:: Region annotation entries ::
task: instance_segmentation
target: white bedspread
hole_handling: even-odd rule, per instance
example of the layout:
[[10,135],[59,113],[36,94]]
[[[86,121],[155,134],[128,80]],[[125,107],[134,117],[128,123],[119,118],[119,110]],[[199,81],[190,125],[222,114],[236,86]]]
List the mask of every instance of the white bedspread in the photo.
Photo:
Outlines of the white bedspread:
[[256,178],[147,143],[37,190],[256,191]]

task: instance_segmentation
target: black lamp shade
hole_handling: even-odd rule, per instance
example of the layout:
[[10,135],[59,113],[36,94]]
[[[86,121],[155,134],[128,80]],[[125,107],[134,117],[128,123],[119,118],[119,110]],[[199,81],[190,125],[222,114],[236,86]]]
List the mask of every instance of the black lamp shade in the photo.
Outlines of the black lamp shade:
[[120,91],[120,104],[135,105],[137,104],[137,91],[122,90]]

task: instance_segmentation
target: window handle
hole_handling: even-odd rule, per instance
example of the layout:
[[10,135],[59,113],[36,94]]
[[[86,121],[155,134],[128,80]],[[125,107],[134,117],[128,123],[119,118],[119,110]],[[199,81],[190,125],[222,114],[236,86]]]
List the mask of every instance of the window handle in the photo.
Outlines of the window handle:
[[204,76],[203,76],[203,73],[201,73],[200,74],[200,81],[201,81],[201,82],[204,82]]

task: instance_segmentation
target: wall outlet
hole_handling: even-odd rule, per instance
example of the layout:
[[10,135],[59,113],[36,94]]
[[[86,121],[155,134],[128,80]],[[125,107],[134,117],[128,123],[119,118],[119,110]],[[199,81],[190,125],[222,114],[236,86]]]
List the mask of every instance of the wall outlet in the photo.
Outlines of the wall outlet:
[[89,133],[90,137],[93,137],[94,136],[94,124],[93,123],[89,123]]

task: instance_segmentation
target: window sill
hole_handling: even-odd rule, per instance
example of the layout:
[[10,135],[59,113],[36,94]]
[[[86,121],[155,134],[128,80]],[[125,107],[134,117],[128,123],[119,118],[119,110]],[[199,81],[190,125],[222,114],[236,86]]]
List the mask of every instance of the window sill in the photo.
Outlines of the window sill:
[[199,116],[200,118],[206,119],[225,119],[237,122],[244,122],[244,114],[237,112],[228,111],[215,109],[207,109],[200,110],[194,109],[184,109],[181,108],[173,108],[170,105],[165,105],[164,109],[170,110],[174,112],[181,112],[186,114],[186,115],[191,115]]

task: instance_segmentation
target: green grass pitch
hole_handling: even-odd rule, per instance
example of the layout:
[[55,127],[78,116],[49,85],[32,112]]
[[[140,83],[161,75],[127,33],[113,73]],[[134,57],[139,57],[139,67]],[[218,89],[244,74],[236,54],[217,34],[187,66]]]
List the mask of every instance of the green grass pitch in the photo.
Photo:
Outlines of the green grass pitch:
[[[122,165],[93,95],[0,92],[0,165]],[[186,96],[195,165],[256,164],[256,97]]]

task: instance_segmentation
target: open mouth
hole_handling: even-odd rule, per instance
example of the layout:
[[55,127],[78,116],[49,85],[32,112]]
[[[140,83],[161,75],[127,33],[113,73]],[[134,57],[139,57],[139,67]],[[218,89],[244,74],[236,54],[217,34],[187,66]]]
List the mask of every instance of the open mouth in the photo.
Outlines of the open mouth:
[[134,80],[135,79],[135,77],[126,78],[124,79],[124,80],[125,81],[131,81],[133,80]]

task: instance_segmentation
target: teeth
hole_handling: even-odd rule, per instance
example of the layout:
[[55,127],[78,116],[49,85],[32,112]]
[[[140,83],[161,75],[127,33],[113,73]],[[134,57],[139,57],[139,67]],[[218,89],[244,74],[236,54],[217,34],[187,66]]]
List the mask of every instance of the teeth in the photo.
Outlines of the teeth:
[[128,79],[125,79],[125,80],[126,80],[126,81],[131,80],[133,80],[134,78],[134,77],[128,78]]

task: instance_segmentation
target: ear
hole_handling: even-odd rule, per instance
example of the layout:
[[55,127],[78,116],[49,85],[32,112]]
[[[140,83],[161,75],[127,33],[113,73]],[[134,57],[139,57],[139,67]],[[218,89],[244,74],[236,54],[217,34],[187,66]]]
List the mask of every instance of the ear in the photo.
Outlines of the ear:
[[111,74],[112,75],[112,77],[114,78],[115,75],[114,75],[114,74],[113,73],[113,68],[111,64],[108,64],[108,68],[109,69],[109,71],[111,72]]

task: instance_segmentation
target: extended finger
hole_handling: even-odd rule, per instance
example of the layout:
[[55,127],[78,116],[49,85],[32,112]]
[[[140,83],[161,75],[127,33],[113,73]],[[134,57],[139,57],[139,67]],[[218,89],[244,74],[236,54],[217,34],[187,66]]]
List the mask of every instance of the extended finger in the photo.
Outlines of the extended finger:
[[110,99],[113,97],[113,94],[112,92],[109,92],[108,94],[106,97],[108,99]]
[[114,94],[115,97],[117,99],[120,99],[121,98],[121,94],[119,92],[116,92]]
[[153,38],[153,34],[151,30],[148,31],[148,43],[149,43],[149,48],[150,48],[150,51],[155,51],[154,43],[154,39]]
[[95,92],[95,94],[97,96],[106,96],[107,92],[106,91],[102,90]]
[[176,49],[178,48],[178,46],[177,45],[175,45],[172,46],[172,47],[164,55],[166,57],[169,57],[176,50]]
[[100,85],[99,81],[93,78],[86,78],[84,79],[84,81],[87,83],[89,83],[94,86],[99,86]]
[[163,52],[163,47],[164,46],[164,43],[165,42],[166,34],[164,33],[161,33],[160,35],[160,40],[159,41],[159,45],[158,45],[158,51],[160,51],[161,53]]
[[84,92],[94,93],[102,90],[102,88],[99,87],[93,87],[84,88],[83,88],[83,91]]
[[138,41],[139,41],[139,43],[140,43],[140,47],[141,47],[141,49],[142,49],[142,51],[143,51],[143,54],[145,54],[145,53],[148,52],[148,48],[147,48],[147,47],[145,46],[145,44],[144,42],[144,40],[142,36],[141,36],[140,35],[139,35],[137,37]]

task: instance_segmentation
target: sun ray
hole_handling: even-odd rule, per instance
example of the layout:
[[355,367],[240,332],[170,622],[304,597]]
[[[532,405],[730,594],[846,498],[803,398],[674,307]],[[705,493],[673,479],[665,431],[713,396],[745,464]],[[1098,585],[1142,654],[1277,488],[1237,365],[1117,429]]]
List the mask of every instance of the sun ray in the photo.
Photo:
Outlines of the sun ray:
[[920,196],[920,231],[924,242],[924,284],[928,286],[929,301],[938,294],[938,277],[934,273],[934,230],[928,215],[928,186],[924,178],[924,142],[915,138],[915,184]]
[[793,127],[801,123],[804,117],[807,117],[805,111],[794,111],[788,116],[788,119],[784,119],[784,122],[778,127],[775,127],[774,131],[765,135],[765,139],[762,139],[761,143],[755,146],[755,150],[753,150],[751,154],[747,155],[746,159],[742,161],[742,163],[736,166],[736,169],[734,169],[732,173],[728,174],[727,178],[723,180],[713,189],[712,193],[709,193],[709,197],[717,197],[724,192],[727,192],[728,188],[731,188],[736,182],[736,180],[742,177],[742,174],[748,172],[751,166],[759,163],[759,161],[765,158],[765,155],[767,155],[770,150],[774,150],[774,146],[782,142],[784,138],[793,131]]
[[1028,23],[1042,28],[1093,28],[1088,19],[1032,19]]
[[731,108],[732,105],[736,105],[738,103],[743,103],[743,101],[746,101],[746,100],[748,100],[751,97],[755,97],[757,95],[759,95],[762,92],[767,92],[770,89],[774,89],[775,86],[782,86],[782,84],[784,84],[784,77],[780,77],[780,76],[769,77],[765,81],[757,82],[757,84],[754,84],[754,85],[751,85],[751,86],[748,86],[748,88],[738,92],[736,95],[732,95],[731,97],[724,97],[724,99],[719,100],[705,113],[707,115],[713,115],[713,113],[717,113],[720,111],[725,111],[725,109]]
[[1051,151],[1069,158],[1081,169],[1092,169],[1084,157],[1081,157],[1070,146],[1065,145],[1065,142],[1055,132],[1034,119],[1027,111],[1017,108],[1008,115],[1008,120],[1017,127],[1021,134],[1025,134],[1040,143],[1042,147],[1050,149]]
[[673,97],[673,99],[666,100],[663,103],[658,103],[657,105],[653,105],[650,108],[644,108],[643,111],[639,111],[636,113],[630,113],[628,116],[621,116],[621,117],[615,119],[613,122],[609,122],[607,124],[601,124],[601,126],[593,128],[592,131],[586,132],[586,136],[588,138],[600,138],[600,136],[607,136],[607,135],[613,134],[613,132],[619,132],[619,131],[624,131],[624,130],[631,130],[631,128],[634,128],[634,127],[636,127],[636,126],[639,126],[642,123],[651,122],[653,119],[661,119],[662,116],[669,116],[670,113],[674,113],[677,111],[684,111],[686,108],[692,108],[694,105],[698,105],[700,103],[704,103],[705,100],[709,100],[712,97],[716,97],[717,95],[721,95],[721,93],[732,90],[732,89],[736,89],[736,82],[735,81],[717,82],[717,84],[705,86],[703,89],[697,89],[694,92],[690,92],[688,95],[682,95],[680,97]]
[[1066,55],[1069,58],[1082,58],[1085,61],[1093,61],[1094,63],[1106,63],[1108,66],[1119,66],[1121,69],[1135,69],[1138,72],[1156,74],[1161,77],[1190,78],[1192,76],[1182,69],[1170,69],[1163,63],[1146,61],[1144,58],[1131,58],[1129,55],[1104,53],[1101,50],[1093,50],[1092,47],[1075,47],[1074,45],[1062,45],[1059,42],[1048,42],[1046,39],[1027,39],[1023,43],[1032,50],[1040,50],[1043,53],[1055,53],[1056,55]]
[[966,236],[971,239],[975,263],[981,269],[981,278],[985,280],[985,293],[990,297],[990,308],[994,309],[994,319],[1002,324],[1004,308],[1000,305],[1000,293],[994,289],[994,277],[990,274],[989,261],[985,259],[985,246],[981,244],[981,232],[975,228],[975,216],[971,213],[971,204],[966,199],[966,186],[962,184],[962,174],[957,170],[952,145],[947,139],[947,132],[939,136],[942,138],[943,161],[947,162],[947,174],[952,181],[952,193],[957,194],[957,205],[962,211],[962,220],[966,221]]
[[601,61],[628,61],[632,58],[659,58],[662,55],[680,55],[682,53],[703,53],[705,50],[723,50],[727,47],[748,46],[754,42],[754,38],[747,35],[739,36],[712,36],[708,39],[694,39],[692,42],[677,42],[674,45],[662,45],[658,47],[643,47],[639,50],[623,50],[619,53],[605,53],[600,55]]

:: YOUR INSTRUCTIONS ::
Can you reproduce, word for word, the stretch of the listing from its first line through the line containing "[[120,91],[120,104],[135,105],[137,104],[137,91],[122,90]]", with both ends included?

:: EXERCISE RESPONSE ::
task: instance_segmentation
target: white bedspread
hole_handling: even-odd rule, per instance
example of the layout:
[[10,135],[59,113],[36,94]]
[[[86,121],[155,134],[128,80]],[[125,107],[134,117],[128,123],[119,118],[119,110]],[[199,81],[190,125],[222,114],[236,86]]]
List the mask of every instance of the white bedspread in the photo.
Photo:
Outlines of the white bedspread:
[[256,178],[147,143],[37,190],[256,191]]

task: instance_segmentation
target: black lamp shade
hole_handling: even-odd rule, per instance
example of the layout:
[[10,135],[59,113],[36,94]]
[[[86,121],[155,134],[128,80]],[[125,107],[134,117],[128,123],[119,118],[119,110]],[[199,81],[190,125],[222,114],[236,86]]]
List the mask of every instance of the black lamp shade in the photo.
Outlines of the black lamp shade:
[[120,91],[120,104],[135,105],[137,104],[137,91],[122,90]]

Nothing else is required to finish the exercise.